__REQUIRED WORK__.
Which lines of the entries contain the string "Target"? Copy each of them.

__DATA SUPPLIED__.
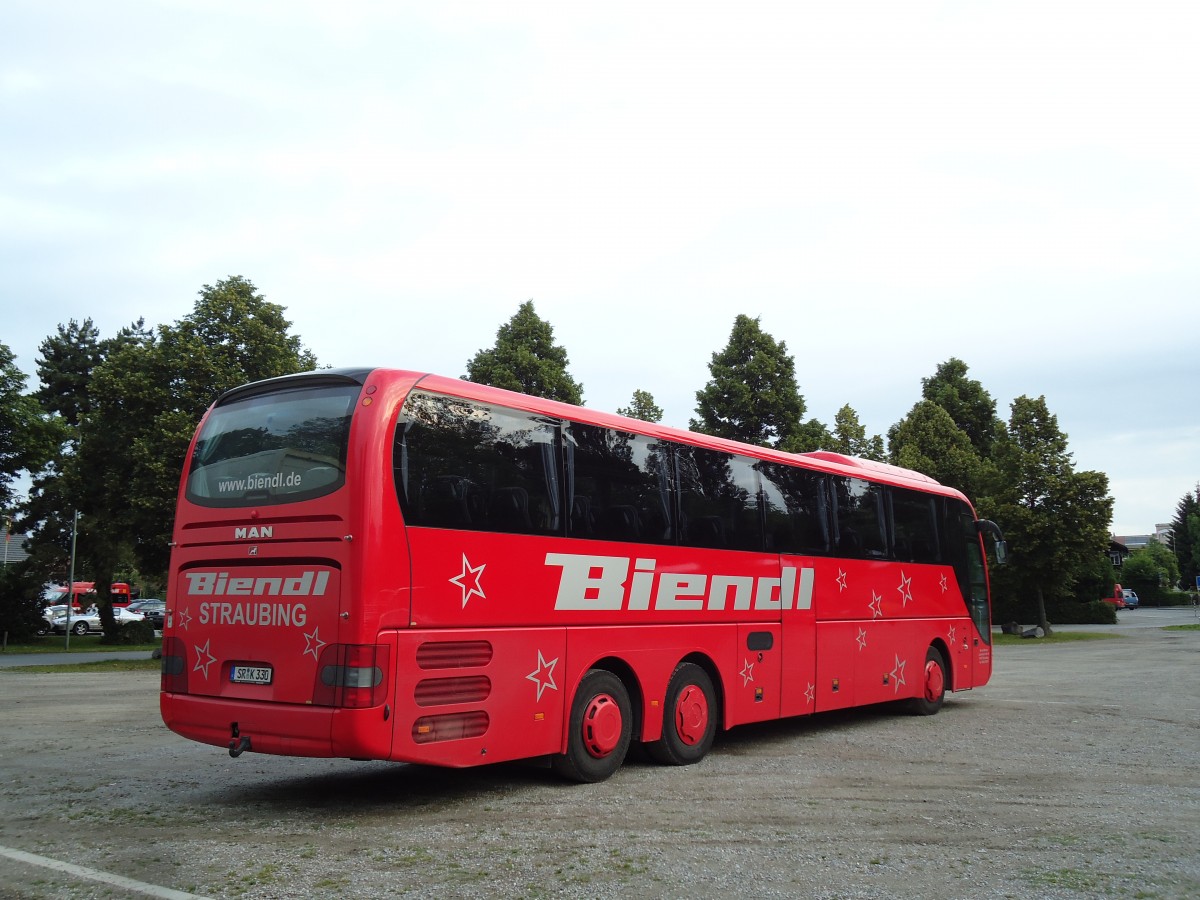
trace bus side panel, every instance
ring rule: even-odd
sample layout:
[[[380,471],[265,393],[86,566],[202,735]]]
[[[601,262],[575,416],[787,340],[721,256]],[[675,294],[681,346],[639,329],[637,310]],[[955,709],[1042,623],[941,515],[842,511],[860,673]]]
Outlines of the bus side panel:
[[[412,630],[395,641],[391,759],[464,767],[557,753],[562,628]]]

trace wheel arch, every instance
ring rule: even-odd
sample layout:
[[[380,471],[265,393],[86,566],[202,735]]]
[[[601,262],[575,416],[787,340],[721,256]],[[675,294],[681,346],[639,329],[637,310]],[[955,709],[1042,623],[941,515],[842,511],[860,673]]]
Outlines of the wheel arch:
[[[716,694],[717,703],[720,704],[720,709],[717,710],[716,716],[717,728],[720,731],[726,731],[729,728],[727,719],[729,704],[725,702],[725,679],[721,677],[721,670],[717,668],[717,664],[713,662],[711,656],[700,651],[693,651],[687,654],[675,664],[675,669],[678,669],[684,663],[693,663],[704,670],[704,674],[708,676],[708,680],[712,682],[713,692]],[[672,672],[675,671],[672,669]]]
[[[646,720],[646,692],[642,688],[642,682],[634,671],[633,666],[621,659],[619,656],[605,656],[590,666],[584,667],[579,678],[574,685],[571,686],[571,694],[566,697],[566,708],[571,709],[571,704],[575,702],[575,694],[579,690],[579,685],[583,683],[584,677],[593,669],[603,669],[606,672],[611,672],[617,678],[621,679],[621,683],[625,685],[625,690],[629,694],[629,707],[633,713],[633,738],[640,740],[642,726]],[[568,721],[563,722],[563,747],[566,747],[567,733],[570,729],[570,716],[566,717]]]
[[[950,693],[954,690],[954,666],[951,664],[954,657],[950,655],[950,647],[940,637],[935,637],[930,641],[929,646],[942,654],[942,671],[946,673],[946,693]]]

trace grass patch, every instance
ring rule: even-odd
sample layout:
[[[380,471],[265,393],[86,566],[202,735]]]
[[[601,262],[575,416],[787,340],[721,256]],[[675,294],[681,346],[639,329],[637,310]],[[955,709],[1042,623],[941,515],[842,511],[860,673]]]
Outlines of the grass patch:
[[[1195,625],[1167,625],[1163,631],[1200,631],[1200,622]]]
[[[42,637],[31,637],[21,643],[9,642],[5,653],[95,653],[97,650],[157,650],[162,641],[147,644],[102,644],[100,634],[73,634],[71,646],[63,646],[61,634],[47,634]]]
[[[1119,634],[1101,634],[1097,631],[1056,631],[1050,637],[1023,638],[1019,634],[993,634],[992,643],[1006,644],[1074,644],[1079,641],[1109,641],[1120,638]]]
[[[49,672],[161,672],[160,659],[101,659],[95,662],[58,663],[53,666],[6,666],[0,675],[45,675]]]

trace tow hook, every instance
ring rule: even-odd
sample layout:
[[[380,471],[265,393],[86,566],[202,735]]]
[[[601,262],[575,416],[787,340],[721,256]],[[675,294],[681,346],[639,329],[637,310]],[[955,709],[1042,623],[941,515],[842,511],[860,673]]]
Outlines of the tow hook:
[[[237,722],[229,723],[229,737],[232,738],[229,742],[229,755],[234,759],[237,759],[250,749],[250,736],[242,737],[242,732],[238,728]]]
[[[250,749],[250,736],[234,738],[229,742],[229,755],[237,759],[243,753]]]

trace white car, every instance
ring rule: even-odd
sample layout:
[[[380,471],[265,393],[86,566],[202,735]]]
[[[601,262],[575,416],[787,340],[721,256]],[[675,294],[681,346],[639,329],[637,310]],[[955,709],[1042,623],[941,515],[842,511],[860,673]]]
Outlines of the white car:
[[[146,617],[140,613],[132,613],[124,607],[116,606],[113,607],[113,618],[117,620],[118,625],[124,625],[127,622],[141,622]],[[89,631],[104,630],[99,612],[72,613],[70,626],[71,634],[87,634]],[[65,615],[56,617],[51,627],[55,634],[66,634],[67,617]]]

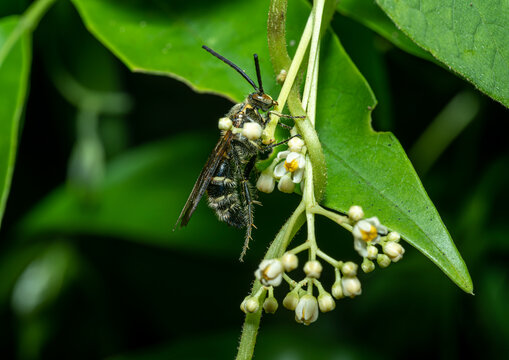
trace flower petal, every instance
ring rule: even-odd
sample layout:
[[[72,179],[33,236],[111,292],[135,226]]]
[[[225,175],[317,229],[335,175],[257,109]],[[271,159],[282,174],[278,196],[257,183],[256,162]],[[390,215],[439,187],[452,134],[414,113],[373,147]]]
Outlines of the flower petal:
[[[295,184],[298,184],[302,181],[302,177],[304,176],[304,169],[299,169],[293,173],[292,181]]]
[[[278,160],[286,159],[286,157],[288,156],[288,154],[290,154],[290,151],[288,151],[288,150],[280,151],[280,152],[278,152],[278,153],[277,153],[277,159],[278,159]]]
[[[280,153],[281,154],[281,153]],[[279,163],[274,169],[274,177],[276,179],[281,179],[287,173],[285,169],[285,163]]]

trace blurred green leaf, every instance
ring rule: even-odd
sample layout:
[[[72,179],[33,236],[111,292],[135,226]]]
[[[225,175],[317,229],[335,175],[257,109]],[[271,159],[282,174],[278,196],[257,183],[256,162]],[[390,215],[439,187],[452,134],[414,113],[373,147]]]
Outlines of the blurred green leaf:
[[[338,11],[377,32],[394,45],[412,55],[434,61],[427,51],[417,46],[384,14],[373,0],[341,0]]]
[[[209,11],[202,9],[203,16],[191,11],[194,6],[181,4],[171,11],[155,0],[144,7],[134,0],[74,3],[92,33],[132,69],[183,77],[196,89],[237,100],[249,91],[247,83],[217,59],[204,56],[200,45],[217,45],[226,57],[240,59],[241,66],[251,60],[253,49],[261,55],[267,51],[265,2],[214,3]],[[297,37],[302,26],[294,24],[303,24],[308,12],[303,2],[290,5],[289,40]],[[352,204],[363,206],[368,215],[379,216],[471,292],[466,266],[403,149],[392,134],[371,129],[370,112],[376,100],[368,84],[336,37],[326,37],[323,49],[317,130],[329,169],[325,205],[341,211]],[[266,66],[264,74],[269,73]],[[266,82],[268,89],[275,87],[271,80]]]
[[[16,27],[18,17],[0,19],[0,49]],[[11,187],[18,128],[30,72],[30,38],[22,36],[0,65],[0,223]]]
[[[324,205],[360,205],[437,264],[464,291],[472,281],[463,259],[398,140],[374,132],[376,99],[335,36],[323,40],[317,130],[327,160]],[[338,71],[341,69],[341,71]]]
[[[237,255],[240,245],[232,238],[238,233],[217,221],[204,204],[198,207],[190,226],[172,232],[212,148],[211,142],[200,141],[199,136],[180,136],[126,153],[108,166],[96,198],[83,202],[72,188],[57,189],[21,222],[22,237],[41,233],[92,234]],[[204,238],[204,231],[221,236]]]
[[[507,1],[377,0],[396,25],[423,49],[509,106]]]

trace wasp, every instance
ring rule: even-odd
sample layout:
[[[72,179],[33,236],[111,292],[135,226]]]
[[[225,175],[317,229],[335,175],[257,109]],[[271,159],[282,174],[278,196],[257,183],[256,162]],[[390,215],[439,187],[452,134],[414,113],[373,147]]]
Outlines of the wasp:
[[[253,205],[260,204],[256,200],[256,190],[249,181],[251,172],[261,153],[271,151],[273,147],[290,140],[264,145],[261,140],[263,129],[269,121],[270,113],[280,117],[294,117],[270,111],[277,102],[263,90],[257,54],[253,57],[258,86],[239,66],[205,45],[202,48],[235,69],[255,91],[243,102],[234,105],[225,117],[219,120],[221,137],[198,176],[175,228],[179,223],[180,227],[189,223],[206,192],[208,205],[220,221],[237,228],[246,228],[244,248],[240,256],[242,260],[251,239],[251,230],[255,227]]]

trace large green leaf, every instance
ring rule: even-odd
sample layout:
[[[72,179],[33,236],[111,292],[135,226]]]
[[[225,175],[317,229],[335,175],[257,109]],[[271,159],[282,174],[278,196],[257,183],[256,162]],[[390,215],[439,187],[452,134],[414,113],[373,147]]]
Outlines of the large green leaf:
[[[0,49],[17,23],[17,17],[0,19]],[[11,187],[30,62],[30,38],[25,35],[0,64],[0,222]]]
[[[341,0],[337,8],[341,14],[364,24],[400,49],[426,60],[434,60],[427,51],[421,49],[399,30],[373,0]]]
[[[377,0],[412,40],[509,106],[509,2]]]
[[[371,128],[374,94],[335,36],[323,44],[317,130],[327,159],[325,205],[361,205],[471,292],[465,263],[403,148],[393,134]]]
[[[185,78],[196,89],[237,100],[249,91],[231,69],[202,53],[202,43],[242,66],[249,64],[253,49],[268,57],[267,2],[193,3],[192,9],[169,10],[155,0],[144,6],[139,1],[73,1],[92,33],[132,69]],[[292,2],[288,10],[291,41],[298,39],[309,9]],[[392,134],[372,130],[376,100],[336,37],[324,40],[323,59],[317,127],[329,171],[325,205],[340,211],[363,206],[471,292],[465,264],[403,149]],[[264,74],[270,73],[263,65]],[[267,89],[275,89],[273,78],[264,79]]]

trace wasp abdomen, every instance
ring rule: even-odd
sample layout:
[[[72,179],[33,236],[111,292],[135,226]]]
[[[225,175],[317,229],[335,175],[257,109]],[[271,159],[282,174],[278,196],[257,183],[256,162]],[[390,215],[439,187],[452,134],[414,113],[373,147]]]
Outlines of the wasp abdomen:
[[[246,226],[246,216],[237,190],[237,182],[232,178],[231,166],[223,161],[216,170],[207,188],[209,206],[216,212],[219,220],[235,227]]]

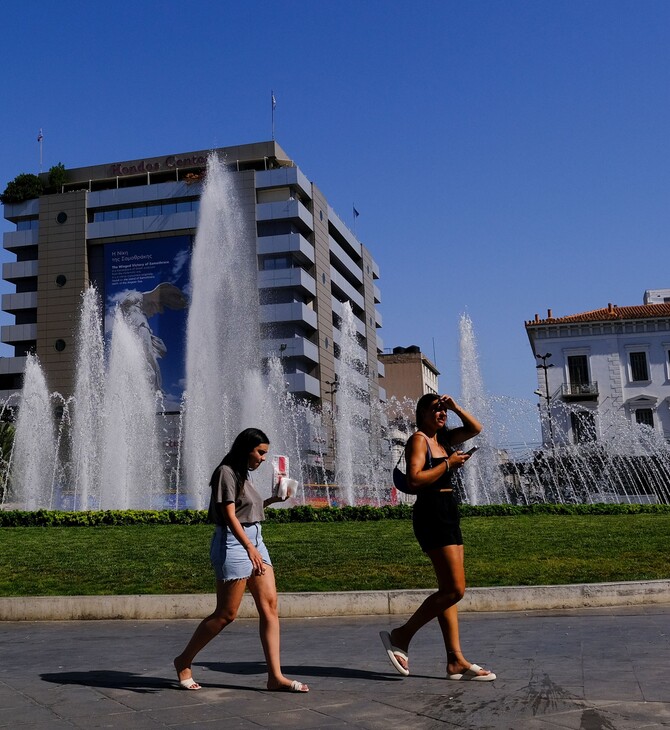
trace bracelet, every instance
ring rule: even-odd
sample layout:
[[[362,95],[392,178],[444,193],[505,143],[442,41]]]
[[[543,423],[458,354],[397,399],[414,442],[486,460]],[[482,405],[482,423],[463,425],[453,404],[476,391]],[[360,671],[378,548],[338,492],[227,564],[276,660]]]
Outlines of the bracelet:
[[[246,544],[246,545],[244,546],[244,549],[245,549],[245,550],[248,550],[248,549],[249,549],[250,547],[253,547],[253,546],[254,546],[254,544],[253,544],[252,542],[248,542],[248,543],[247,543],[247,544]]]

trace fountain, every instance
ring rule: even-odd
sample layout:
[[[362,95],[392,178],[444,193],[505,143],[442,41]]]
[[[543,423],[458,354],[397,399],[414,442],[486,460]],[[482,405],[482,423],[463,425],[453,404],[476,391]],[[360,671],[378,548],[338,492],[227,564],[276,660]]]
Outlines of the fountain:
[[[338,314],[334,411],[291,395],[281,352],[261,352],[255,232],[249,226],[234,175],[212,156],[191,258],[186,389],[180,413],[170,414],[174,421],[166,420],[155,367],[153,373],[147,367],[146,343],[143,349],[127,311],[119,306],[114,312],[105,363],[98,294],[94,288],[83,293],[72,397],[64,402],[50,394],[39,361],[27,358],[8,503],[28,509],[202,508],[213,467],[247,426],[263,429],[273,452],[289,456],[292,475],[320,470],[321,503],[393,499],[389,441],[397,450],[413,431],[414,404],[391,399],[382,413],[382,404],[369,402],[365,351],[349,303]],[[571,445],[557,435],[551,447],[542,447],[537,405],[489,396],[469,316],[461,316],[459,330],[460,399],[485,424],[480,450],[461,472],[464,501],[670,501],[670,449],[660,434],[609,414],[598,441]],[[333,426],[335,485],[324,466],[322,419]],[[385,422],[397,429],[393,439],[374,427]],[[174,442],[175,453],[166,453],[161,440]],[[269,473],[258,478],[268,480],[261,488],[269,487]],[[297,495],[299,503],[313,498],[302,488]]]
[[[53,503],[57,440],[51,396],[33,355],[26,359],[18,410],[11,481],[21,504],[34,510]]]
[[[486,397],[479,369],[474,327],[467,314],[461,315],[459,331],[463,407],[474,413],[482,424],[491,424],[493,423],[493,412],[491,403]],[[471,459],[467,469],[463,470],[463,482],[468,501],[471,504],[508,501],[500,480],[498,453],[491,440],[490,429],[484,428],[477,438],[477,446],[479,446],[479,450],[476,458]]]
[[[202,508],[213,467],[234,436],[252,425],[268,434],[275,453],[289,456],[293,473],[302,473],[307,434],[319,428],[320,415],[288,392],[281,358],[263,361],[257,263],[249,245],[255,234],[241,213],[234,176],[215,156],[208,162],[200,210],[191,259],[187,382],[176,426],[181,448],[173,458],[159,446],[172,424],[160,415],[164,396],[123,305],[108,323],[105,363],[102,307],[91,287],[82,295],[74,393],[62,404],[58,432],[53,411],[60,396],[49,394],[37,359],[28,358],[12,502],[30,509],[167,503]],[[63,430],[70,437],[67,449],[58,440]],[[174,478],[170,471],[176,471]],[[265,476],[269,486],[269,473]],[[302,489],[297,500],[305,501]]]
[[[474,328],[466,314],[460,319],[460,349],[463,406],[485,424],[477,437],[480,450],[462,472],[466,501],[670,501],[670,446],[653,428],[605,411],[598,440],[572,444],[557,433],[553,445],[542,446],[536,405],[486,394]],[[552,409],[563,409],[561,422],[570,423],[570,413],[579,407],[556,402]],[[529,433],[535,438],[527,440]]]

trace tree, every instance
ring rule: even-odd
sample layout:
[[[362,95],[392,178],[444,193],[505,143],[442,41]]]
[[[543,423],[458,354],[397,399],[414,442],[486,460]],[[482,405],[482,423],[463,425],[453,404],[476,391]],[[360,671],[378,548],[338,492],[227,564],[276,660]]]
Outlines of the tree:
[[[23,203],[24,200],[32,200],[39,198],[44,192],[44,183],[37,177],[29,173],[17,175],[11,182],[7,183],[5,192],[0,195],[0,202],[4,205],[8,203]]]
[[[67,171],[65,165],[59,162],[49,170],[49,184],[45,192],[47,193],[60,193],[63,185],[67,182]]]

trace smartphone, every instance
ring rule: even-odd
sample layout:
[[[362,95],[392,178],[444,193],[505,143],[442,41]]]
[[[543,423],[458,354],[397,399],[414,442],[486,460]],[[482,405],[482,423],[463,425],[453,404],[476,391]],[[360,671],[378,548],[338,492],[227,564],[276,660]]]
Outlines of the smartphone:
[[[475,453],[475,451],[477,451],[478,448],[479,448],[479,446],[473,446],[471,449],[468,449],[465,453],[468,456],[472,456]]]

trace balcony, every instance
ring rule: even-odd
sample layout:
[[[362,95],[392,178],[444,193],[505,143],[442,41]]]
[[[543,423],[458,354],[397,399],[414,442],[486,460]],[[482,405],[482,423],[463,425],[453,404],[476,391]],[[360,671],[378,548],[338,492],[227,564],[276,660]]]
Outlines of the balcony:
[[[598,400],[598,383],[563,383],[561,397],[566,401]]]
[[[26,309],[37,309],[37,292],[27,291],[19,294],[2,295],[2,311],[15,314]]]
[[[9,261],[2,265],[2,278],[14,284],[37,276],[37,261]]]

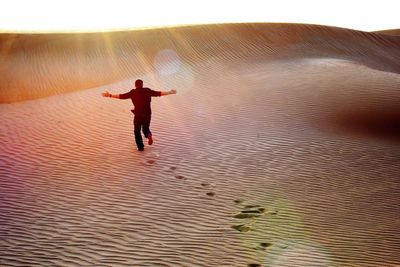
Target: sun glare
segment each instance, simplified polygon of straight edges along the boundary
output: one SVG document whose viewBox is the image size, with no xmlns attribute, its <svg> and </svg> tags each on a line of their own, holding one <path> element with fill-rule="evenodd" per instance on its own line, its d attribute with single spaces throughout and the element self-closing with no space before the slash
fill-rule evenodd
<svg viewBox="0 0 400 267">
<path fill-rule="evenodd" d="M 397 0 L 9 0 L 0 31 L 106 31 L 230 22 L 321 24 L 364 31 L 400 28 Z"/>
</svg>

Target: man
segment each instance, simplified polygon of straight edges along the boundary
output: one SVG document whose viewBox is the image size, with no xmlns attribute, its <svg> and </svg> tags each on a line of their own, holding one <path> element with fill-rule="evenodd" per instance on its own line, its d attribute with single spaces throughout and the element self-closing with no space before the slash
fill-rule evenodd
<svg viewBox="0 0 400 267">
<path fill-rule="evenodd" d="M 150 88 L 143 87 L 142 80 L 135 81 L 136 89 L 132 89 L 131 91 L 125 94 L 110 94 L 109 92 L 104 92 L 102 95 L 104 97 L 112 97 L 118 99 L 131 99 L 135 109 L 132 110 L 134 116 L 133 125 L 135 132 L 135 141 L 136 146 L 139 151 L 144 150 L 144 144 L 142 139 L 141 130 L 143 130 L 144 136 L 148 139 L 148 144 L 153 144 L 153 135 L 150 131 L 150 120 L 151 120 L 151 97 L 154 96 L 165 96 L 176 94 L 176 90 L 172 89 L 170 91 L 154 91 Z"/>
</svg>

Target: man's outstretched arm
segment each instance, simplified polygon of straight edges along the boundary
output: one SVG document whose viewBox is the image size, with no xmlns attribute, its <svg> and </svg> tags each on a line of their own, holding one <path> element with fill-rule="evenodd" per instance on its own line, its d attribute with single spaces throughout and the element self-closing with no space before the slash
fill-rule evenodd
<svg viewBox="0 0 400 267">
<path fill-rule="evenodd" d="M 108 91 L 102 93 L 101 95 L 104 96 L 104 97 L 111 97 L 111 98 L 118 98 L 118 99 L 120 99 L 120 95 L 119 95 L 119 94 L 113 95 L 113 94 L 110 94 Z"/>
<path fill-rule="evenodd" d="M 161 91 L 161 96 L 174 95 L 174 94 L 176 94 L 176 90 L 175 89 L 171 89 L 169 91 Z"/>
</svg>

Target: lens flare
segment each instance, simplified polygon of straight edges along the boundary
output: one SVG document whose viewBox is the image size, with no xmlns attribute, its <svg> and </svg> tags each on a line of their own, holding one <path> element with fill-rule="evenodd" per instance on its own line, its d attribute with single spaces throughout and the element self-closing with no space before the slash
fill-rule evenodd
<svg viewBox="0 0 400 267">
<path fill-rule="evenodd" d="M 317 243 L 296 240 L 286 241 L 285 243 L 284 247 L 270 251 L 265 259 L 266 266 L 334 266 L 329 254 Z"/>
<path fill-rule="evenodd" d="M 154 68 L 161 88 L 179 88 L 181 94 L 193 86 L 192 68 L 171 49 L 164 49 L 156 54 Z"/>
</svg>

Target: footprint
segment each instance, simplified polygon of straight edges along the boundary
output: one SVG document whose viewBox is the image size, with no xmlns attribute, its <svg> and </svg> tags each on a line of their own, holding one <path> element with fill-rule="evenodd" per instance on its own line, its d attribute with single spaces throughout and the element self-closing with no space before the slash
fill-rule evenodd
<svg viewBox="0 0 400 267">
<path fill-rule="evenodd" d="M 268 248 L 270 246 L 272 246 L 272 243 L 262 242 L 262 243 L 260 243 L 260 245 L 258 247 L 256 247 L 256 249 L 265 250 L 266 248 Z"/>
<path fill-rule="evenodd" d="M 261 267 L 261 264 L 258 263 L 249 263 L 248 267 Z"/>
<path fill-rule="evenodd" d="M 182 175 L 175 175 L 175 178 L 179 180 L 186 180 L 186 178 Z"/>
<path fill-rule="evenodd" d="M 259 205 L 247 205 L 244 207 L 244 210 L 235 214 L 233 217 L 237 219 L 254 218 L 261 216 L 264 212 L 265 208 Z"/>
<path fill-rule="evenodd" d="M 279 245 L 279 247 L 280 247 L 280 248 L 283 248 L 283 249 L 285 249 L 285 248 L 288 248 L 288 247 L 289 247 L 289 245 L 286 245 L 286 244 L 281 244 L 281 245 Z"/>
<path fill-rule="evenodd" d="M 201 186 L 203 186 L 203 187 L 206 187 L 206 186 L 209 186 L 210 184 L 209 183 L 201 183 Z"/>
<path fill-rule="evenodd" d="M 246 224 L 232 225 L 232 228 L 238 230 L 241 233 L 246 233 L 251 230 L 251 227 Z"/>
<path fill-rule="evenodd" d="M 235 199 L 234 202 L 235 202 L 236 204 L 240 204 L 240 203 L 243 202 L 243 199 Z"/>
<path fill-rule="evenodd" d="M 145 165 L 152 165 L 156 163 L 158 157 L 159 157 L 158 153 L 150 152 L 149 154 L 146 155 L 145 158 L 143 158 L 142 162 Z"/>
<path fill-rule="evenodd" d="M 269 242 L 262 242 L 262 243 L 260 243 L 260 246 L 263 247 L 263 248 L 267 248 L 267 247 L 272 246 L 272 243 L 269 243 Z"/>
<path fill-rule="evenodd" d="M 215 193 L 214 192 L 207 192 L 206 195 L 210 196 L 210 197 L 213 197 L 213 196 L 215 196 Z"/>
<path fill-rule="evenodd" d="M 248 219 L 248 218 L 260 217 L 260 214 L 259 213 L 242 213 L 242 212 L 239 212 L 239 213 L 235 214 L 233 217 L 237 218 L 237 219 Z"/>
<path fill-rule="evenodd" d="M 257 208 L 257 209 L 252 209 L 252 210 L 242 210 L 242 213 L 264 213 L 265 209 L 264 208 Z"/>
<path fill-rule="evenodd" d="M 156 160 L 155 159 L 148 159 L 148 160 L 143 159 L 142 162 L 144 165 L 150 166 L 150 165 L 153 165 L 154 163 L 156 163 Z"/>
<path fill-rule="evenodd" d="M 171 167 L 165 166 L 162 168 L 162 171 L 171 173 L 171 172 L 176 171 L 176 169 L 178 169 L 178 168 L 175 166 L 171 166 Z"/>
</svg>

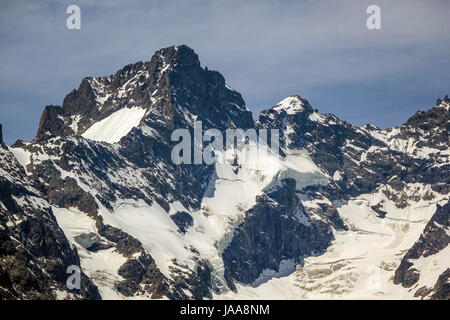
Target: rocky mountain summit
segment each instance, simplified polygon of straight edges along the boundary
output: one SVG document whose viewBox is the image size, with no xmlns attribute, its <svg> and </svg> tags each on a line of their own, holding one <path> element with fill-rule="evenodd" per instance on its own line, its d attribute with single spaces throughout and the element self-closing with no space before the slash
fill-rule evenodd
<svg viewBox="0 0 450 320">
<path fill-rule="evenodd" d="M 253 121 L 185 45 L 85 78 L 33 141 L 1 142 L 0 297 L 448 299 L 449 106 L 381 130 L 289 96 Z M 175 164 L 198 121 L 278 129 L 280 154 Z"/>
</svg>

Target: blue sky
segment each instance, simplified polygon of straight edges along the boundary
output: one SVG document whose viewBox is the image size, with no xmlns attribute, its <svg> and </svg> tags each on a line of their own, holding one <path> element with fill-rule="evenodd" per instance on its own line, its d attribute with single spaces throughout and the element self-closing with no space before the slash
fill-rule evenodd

__RESPONSE TO THE TASK__.
Target: sun glare
Target: man
Target: man's outstretched arm
Target: lens flare
Target: footprint
Target: rocky mountain summit
Target: blue sky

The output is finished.